Пожалуй, что это так и было.
Более легкомысленного и расточительного человека, чем Клевер, трудно найти. Он был немец, но у него, как говорилось, душа, да и карман были по-русски нараспашку. Безусловно талантливый художник, набивший руку в своей манере письма и понравившийся широкой публике передачей утрированных эффектов природы, Клевер занялся настоящей фабрикацией картин по особому своему шаблону.
Писал их быстро и хлестко. Бывали случаи, когда на глазах заказчика в один день или вечер Клевер успевал написать целую картину.
Деньгам он не знал счета, бросал их на разные затеи и сорил ими направо и налево.
Однажды весной, получив за работу несколько тысяч рублей, он нанял пароход с оркестром, заказал богатый обед с винами, явился в Александрийский театр и предложил всем артистам по окончании спектакля совершить прогулку на пароходе. Артисты приняли предложение. Прогулка вышла на славу, все были в восторге. Рассвет встречали в открытом море под звуки оркестра, с бокалами в руках, а домой с парохода Клевер возвратился с совершенно пустыми карманами.
Это не останавливало его. Он писал новые эффектнейшие картины, являлись новые покупатели, даже иностранцы, и через короткое время Клевер устраивал новый грандиозный бал.

Фрагмент набора данных -
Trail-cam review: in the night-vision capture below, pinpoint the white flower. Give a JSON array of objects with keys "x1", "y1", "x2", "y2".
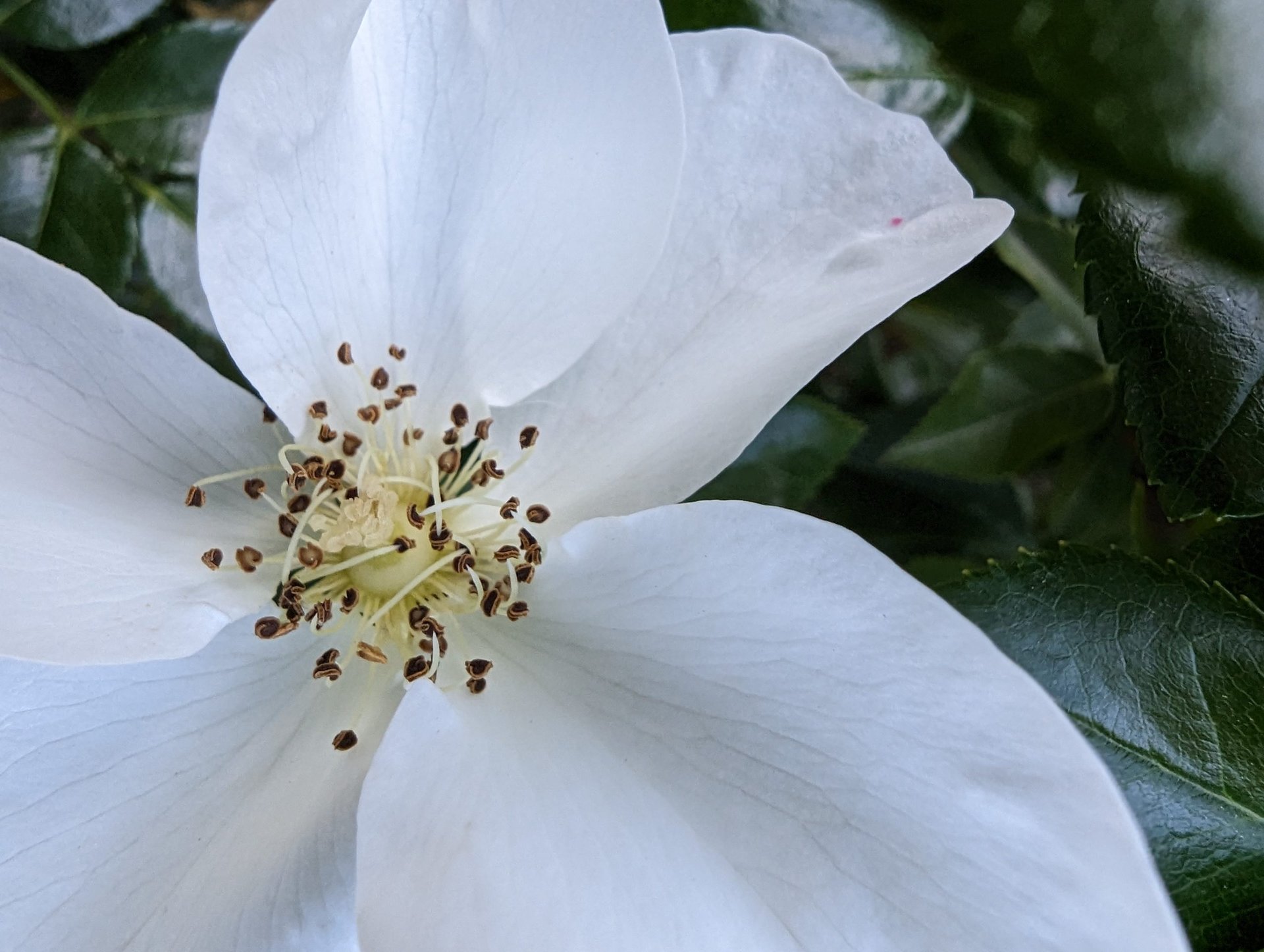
[{"x1": 0, "y1": 0, "x2": 1184, "y2": 952}]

Необходимые действия -
(A) Выпишите из отрывка о Клевере весь текст, начиная со слов «Более легкомысленного и» и до слов «написать целую картину.» включительно.
(B) Продолжите, пожалуйста, отрывок о Клевере сразу после его последнего предложения.

Итоговые результаты -
(A)
Более легкомысленного и расточительного человека, чем Клевер, трудно найти. Он был немец, но у него, как говорилось, душа, да и карман были по-русски нараспашку. Безусловно талантливый художник, набивший руку в своей манере письма и понравившийся широкой публике передачей утрированных эффектов природы, Клевер занялся настоящей фабрикацией картин по особому своему шаблону.
Писал их быстро и хлестко. Бывали случаи, когда на глазах заказчика в один день или вечер Клевер успевал написать целую картину.

(B)
Казалось, Клодту были знакомы и отпечатались в его памяти каждая часть Петербурга, каждый квартал и дом, имеющий какое-либо значение в жизни города.
Шли мы с ним по Английской набережной, он показывал почти на каждый дом и знал, кто в нем живет сейчас и кто проживал раньше. «Здесь вот князь… ох, какие балы… и еще Пушкин сюда ездил… А тут откупщик жил и захотел, чтобы у него швейцар в ливрее, да вот… не удалось».
Прошу: «Михаил Петрович, расскажите!»
– Пустяки, чего там!.. Постойте, вот на этом месте телеграф стоял.
– Какой телеграф?
– Да ну вот… как это?.. Беспроволочный. Это было в пятидесятых годах. Ну, вот тут, а другой на той стороне, на Васильевском острове. На них такие знаки – вертят там или как… Это вот когда ледоход, переправы не было и мостов. Отсюда приказами и новостями машут, а мы, значит, с острова своими новостями отмахиваемся, ну вот так…
– Значит, как моряки сигналами?
– Вот-вот-вот!
От Николаевского моста показывает на большой, дом и напротив меньший.
– Это женский институт, а что напротив – не знаю. Оказывается, что и с этими домами у него связаны воспоминания.
– Так вот – это сейчас институт, а раньше роман…
– Какой, чей?
– Тут везде романы. Этот вот – был дворец князя (он назвал имя, но я его позабыл), а напротив жила мадам. Так вот, когда княгиня выезжала куда-либо из дворца, а князь оставался один, у него в этом окне горела лампа, а напротив у мадам тоже загоралась. Ну вот, князь, крадучись, через улицу – к мадам. Мы с товарищами подслушали, как об этом говорил отец, все сюда бегали: горит лампа или нет.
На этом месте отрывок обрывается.